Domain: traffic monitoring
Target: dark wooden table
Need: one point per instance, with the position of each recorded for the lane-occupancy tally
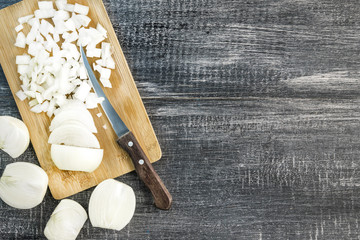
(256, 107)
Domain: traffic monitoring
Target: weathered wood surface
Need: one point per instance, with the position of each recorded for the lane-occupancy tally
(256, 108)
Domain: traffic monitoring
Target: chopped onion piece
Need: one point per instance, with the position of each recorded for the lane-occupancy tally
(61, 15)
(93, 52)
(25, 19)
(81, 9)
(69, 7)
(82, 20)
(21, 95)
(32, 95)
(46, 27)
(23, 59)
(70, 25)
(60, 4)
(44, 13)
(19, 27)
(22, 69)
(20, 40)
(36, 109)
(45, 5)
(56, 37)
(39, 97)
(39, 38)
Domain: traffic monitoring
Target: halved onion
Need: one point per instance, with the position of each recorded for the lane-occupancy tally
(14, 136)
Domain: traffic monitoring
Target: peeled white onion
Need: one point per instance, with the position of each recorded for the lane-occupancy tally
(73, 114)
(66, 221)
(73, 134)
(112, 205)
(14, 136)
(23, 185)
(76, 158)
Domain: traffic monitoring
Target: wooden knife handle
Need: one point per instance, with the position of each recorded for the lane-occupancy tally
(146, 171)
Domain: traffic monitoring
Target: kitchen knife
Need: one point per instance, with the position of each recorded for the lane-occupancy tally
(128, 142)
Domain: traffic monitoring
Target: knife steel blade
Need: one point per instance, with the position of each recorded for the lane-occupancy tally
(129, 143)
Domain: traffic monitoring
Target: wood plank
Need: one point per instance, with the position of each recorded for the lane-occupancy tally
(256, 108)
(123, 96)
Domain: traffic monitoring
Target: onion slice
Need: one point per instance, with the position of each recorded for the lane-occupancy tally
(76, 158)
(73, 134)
^^^^^^^^
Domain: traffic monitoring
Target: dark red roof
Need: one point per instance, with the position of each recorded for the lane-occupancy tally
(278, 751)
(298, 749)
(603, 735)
^^^^^^^^
List every line of the records that contains the word "wooden", treating uppercase and lowercase as different.

Target: dark wooden table
Target: wooden knife handle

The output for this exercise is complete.